To solve the problems we have developed a new enhanced set of cost-effective
algorithms.
The matched description of the multi-scale processes is provided by a specific choice of
the variational principle functionals for the whole set of integrated models. Then all
functionals of variational principle are approximated in space and time by splitting and
decomposition methods.
Such approach allows us to separately consider, for example, the space-time problems of
atmospheric chemistry in the frames of decomposition schemes for the integral
identity sum analogs of the variational principle at each time step and in each of 3D
finite-volumes. To enhance the realization efficiency, the set of chemical reactions is
divided on the subsets related to the operators of production and destruction. Then the
idea of the Euler’s integrating factors is applied in the frames of the local adjoint
problem technique [1]-[3]. The analytical solutions of such adjoint problems play
the role of integrating factors for differential equations describing atmospheric
chemistry. With their help, the system of differential equations is transformed to the
equivalent system of integral equations. As a result we avoid the construction and
inversion of preconditioning operators containing the Jacobi matrixes which arise in
traditional implicit schemes for ODE solution. This is the main advantage of our
schemes.
At the same time step but on the different stages of the “global” splitting scheme, the
system of atmospheric dynamic equations is solved. For convection – diffusion equations for
all state functions in the integrated models we have developed the monotone and stable
discrete-analytical numerical schemes [1]-[3] conserving the positivity of the chemical
substance concentrations and possessing the properties of energy and mass balance that are
postulated in the general variational principle for integrated models. All algorithms for
solution of transport, diffusion and transformation problems are direct (without
iterations).

__Objectives__:
(A) In the passage on atmospheric chemistry algorithms, copy the stretch from "To solve the" through "decomposition methods.".
(B) According to the passage on atmospheric chemistry algorithms, how is the set of chemical reactions divided?
(C) Summarize the passage on atmospheric chemistry algorithms in three sentences.

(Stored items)
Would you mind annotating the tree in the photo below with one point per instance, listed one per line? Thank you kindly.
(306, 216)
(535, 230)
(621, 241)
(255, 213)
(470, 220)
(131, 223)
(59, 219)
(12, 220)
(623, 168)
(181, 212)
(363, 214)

...

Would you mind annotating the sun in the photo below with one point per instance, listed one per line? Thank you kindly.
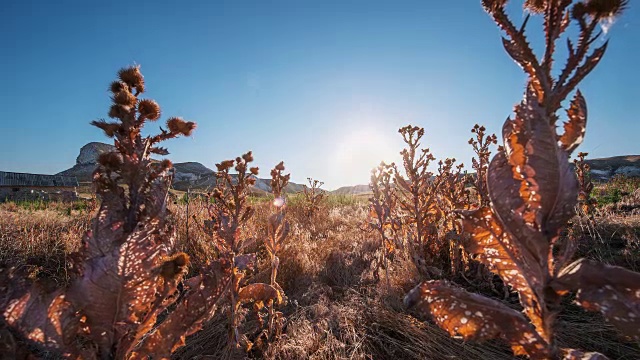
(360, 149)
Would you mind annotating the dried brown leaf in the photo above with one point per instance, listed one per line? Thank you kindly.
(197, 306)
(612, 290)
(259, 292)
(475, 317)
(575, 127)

__Outputs by task__:
(A)
To solve the problems we have developed a new enhanced set of cost-effective
algorithms.
The matched description of the multi-scale processes is provided by a specific choice of
the variational principle functionals for the whole set of integrated models. Then all
functionals of variational principle are approximated in space and time by splitting and
decomposition methods.

(B) Into subsets related to the operators of production and destruction.

(C) A new set of cost-effective algorithms describes multi-scale processes through variational principle functionals, which are approximated in space and time by splitting and decomposition methods. For atmospheric chemistry, Euler's integrating factors from local adjoint problems turn the differential equations into equivalent integral equations, avoiding the construction and inversion of preconditioning operators with Jacobi matrixes. Convection-diffusion equations are solved with monotone, stable discrete-analytical schemes that conserve positivity and energy and mass balance, and all the algorithms are direct, without iterations.